> Exercise aim
Copy out every one of the lines below word for word, and leave the pictures out of your answer.

> Data section
================

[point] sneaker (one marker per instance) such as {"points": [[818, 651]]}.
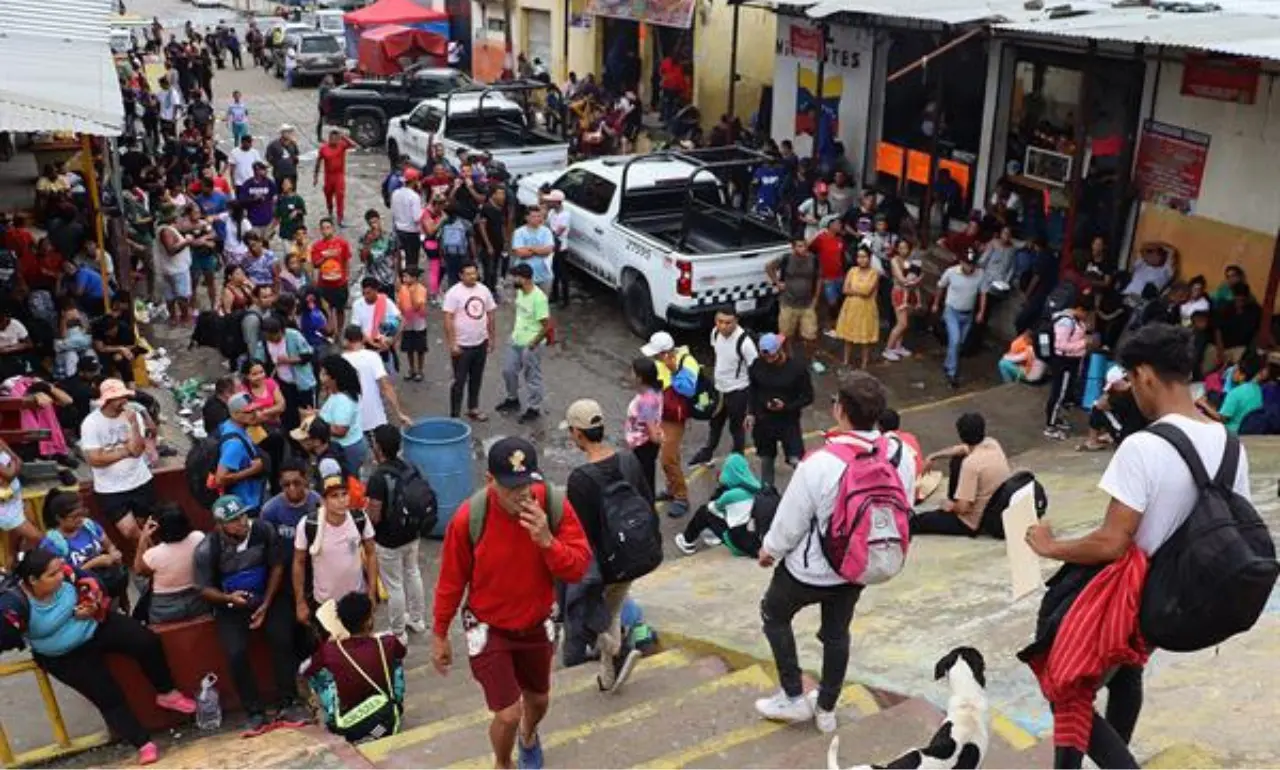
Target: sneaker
{"points": [[703, 457], [255, 725], [782, 707], [529, 757], [624, 663], [176, 701], [292, 715], [686, 548], [149, 754], [826, 720]]}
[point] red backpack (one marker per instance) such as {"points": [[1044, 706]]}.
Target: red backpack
{"points": [[868, 536]]}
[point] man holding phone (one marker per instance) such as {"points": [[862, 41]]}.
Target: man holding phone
{"points": [[781, 389]]}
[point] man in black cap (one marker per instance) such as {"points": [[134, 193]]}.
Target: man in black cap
{"points": [[503, 549]]}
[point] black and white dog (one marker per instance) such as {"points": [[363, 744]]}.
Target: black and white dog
{"points": [[961, 739]]}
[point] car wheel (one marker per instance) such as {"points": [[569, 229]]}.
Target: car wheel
{"points": [[638, 307], [368, 131]]}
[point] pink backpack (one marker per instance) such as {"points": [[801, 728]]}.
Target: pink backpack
{"points": [[868, 536]]}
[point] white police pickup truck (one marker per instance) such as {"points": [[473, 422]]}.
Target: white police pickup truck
{"points": [[479, 122], [661, 229]]}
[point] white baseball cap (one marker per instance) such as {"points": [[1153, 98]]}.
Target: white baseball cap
{"points": [[661, 342]]}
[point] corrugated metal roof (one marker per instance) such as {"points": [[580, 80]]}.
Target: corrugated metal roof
{"points": [[58, 70], [1237, 32]]}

================

> Output for this exercise
[point] sneaker (one marker per instance) such as {"points": [[818, 651]]}.
Target: sneaker
{"points": [[703, 457], [255, 725], [782, 707], [529, 757], [624, 663], [176, 701], [292, 715], [686, 548], [149, 754], [826, 720]]}
[point] red backpack (one marker per instance) such as {"points": [[1044, 706]]}.
Target: red backpack
{"points": [[868, 536]]}
[point] man holding phone (one marker per instance) such as {"points": [[862, 41]]}.
Target: man holding phone
{"points": [[781, 389]]}
[point] man in black cap (one marker per instance) such as {"points": [[134, 193]]}.
Target: man in black cap
{"points": [[503, 549]]}
[point] black and white dog (one marker per instance) such as {"points": [[363, 744]]}.
Target: black and white dog
{"points": [[961, 739]]}
[point] car wheel (one marker per instance) such as {"points": [[569, 229]]}.
Target: car wheel
{"points": [[638, 307], [368, 131]]}
[point] pink backpack (one marker per instance) such as {"points": [[801, 728]]}.
Target: pink backpack
{"points": [[868, 536]]}
[point] white police pickup truck (one marker per instance) such as {"points": [[473, 422]]}.
Target: white police pickup truck
{"points": [[479, 122], [661, 229]]}
[point] white baseball cap (one marker per instance) such as {"points": [[1153, 98]]}.
Target: white baseball cap
{"points": [[661, 342]]}
[point] corrugated metal roof (one marker per instance) such as {"points": [[580, 80]]}.
Target: corrugated metal roof
{"points": [[58, 70], [1237, 32]]}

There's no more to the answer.